WHAT YOU SHOULD DO:
The required output is every entry, printed exactly as written.

[Saved data entries]
*** Block opens ***
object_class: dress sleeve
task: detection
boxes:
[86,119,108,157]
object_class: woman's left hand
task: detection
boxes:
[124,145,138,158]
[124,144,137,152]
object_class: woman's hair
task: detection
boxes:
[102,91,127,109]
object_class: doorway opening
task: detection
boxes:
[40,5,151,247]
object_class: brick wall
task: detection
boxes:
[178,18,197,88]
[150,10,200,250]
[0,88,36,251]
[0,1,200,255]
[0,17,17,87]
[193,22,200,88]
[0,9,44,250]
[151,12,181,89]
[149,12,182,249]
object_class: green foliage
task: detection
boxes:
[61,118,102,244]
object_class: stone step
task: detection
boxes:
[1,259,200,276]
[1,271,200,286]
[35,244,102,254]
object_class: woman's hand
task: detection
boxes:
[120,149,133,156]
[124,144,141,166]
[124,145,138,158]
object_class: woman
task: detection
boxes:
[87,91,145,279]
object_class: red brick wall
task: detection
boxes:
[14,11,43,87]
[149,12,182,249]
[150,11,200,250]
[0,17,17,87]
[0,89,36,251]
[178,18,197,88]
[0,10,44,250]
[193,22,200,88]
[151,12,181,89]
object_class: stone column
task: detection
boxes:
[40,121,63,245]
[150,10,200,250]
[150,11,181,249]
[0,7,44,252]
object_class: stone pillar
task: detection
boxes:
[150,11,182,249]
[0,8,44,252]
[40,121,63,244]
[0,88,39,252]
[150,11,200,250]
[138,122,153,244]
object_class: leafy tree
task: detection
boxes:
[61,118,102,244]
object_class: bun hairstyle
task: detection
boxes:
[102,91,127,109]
*** Block closes ***
WRITTEN SOLUTION:
object_class: dress sleeve
task: detection
boxes:
[86,119,108,157]
object_class: woman's left hand
task: detection
boxes:
[124,145,138,158]
[124,144,137,152]
object_class: woman's hair
task: detection
boxes:
[102,91,127,109]
object_class: doorway opening
task: detection
boxes:
[40,5,151,247]
object_class: brick wall
task: detection
boxes:
[178,18,197,88]
[150,10,200,250]
[0,88,36,251]
[0,1,200,255]
[0,17,17,87]
[193,22,200,88]
[0,9,44,250]
[151,12,181,89]
[149,12,182,249]
object_class: green foliage
task: detection
boxes:
[61,118,102,244]
object_class: stone step
task: detection
boxes:
[1,259,200,276]
[1,271,200,286]
[35,244,102,254]
object_class: woman's hand
task: detection
boxes:
[120,149,133,156]
[124,144,141,166]
[124,145,138,158]
object_class: woman
task: detection
boxes:
[87,91,145,279]
object_class: red brick wall
task: detection
boxes:
[14,11,43,87]
[149,12,182,249]
[150,11,200,250]
[0,17,17,87]
[0,89,36,251]
[178,18,197,88]
[0,10,44,250]
[193,22,200,88]
[151,12,181,89]
object_class: stone column
task: detection
boxes:
[40,121,63,245]
[150,10,200,250]
[150,11,181,249]
[0,7,44,252]
object_class: stone pillar
task: detection
boxes:
[150,11,182,249]
[0,8,44,252]
[40,121,63,244]
[0,88,39,252]
[150,11,200,250]
[138,122,153,244]
object_class: leafy tree
task: detection
boxes:
[61,118,102,244]
object_class: bun hairstyle
task: detection
boxes:
[102,91,127,109]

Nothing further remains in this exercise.